• PROBLEM STATEMENT:
Update the listing below by changing every "photograph" to "image" and keeping everything else the same. Leave the pictures out of your answer.

(Location labeling records)
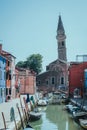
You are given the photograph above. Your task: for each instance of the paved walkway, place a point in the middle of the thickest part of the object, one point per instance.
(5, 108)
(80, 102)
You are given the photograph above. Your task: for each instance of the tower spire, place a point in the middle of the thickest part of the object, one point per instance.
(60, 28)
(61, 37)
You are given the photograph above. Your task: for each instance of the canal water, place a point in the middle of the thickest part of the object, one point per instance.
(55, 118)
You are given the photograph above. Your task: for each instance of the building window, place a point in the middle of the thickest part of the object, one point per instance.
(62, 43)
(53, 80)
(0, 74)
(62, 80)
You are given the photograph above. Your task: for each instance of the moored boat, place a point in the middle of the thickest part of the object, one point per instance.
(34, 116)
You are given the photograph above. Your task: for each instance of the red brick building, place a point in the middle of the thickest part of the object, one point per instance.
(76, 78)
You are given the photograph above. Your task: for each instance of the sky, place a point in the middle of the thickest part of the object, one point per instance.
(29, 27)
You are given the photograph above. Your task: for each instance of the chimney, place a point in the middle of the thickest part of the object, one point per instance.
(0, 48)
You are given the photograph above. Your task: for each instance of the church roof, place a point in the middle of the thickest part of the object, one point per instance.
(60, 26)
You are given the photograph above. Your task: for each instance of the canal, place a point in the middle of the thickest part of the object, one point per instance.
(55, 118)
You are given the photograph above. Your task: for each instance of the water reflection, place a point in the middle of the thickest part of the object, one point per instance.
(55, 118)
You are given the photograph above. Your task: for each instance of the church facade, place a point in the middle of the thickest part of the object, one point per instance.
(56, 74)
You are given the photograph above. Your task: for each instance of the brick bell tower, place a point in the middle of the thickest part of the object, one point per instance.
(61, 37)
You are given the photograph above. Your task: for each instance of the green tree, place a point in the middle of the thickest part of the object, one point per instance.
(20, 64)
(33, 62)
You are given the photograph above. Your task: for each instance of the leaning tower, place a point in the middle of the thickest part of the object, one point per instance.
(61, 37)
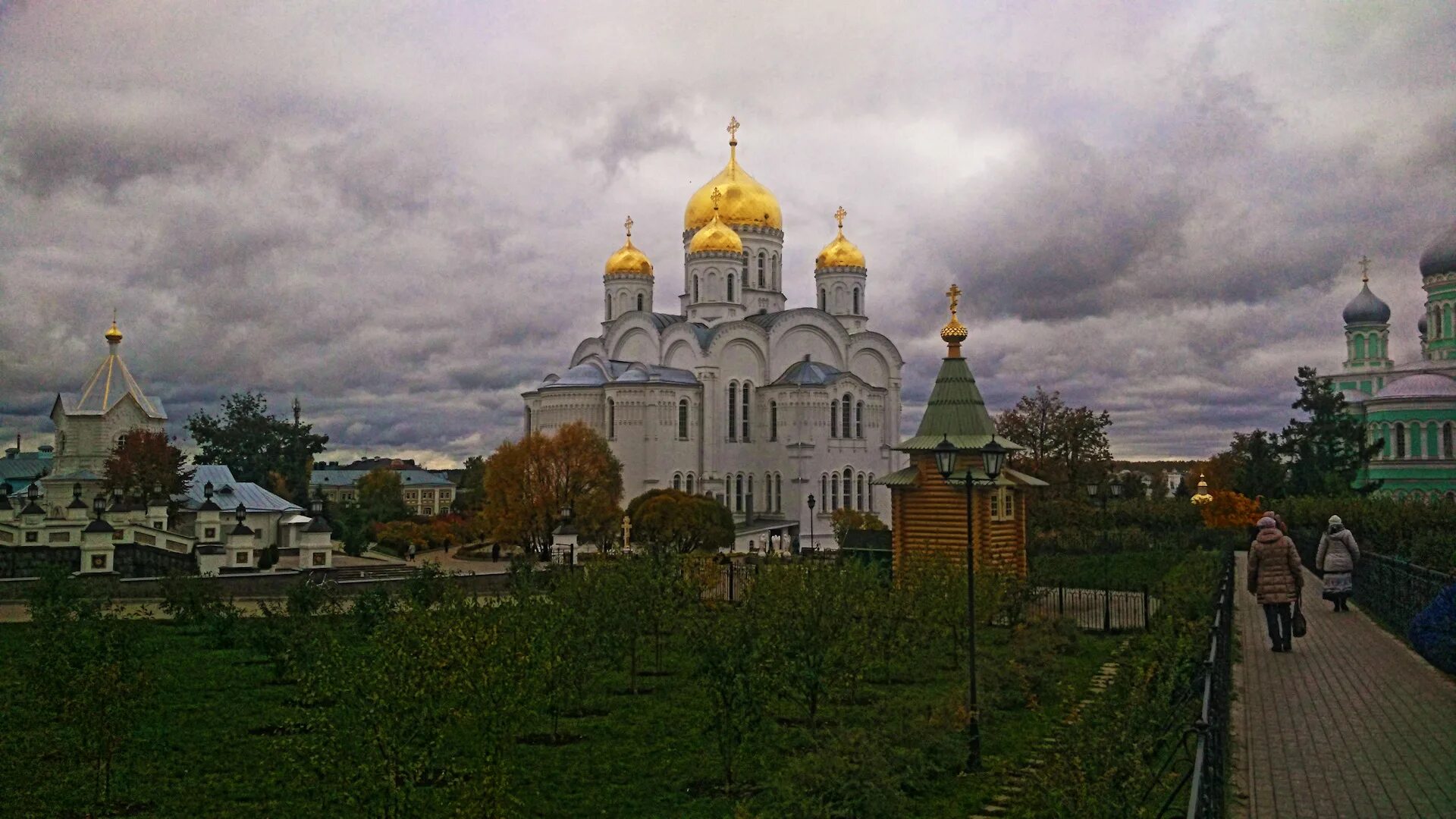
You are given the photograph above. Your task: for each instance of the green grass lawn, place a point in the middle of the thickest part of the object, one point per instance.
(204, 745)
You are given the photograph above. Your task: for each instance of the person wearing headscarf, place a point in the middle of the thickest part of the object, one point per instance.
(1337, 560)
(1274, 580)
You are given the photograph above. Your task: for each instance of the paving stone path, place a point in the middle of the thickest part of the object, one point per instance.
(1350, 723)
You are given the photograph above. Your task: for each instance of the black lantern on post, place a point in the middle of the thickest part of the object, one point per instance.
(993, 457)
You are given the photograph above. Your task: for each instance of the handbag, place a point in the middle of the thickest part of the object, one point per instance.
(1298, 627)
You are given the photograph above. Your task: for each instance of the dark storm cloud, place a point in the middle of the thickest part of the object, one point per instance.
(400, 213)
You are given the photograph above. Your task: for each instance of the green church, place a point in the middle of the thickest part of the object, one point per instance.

• THE REPLY:
You are given the image above. Your task: for each instance of the paved walkway, place a point in the middle of the thickest part of the object, one point per instance.
(5, 108)
(80, 102)
You are given the image above. Your task: for each instance of the tower spire, place a point in the middle of the thickest part of the object, one point per instance.
(60, 28)
(61, 37)
You are given the image above. Your task: for each instance of the canal water, place a point in the middle of the thickest part of the object, one point per instance.
(55, 118)
You are given the image above. Your task: for each instance of the building window, place a point in the middle of the thickest part of the object, one point per instance.
(62, 43)
(53, 80)
(0, 74)
(62, 80)
You are given the image above. Your task: for each instance of the moored boat, place a point in the middle of the thickest part of the object, one point per instance.
(34, 116)
You are given the image above. Your task: for each instance of the red brick building, place a point in the middle of the thickest part of the object, one point per instance.
(76, 78)
You are given the image above. Your task: for each instance of the sky, place a point in the middle of the thickest part of the object, one point per instance.
(29, 27)
You are given the image above. Your task: for each instance of the chimney, place a point in the middle of the thickest part of the object, one point per instance.
(0, 48)
You are given the image above. Your task: for each instance of the church roof, place a point in the middle of the thickest part of the object, one point per instance.
(60, 26)
You are given the image above. Your task: for each instance of the canal, place a point in the middle of the thickest part of the object, one point per instance.
(55, 118)
You are given the image above. Your task: for each instance of the water reflection, place a point in the middle of the thickest part of the object, one point per instance.
(55, 118)
You are given the image above. Your task: for each instance of the church facade, place a point in the middle of the thickest part of the object, one point per instance.
(56, 74)
You are given the image above. Your task: for each instance of the brick bell tower, place a point in the middle of the thickest part of the object, one point per instance.
(61, 37)
You are given the image above. Your task: for each instance of the green tree, place a point in the middle of the thickest part of the object, one point per instance.
(20, 64)
(33, 62)
You are given the image above. Your task: for each instance of the leaning tower, place a point in the middle of the thickest part of the object, one point per instance.
(61, 37)
You are given the image above. Your task: for each instance of the green grass lawn, place a point in the middle of the thickest part of the object, one point per instance.
(204, 745)
You are given the image above. Your task: for each instance of the person wearing headscarf, place a point in the middle of the thickest part of the object, one point per instance.
(1337, 560)
(1274, 580)
You are given the image above. Your task: for each instance of the paving stone path, place a point in the middle of the thickest part of the object, one point per instance.
(1350, 723)
You are given the image above. Your task: for each instance of the black lantern on post, place a point in the middle of the thickest part of the object, one point per instance.
(993, 457)
You are given the image above. Your task: for each instance of the handbag, place a point in the middle of the thickest part of the object, one point per instance.
(1298, 627)
You are given the image above. Your task: for each instance of the dark storm cloud, place a point in the middle of the thickest part of the object, one point per instance.
(400, 213)
You are given the image above. Your task: for each instance of the green church, place a point in the middle of the thickest part of the object, one point per instance.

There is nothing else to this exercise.